---------- Data extract ----------

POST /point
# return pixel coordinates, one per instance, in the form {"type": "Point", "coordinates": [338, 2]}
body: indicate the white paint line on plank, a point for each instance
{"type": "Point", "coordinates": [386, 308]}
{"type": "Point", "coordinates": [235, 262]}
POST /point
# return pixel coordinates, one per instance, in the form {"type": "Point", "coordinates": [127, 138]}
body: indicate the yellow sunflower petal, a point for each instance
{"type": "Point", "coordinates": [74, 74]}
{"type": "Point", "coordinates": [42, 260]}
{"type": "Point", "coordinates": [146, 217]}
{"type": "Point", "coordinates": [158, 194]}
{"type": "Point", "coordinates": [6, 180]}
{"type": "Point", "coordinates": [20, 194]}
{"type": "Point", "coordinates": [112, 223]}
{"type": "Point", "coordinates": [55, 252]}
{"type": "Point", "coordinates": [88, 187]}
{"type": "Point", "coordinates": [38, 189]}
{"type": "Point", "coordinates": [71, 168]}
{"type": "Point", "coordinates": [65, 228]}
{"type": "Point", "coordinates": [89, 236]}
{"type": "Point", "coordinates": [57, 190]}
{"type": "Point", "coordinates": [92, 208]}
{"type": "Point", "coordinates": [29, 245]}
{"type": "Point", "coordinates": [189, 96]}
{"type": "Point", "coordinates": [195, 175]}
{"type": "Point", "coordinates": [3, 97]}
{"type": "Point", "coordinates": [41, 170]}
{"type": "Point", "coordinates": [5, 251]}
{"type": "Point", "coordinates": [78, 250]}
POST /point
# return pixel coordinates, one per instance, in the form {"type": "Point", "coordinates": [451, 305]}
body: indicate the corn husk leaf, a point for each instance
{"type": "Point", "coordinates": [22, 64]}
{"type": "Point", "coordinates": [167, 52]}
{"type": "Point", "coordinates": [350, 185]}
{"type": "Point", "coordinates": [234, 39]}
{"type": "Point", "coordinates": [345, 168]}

----------

=== What you will do ===
Word for word, extract all the records.

=== Output for this exercise ===
POST /point
# return pixel coordinates, one per instance, in the form {"type": "Point", "coordinates": [338, 2]}
body: indicate the white paint line on plank, a point for each instance
{"type": "Point", "coordinates": [386, 308]}
{"type": "Point", "coordinates": [235, 262]}
POST /point
# return pixel coordinates, one per instance, in the form {"type": "Point", "coordinates": [127, 138]}
body: indicate the yellow sunflower petal, a point for each instance
{"type": "Point", "coordinates": [74, 74]}
{"type": "Point", "coordinates": [42, 260]}
{"type": "Point", "coordinates": [146, 217]}
{"type": "Point", "coordinates": [158, 194]}
{"type": "Point", "coordinates": [6, 180]}
{"type": "Point", "coordinates": [20, 194]}
{"type": "Point", "coordinates": [112, 223]}
{"type": "Point", "coordinates": [55, 252]}
{"type": "Point", "coordinates": [88, 187]}
{"type": "Point", "coordinates": [38, 189]}
{"type": "Point", "coordinates": [71, 168]}
{"type": "Point", "coordinates": [65, 228]}
{"type": "Point", "coordinates": [89, 236]}
{"type": "Point", "coordinates": [57, 190]}
{"type": "Point", "coordinates": [92, 208]}
{"type": "Point", "coordinates": [29, 245]}
{"type": "Point", "coordinates": [189, 96]}
{"type": "Point", "coordinates": [195, 175]}
{"type": "Point", "coordinates": [3, 97]}
{"type": "Point", "coordinates": [41, 170]}
{"type": "Point", "coordinates": [5, 251]}
{"type": "Point", "coordinates": [78, 250]}
POST /point
# return pixel coordinates, one per instance, in the form {"type": "Point", "coordinates": [451, 305]}
body: indicate the corn husk leaf, a point for each instance
{"type": "Point", "coordinates": [22, 64]}
{"type": "Point", "coordinates": [167, 52]}
{"type": "Point", "coordinates": [350, 185]}
{"type": "Point", "coordinates": [234, 39]}
{"type": "Point", "coordinates": [345, 168]}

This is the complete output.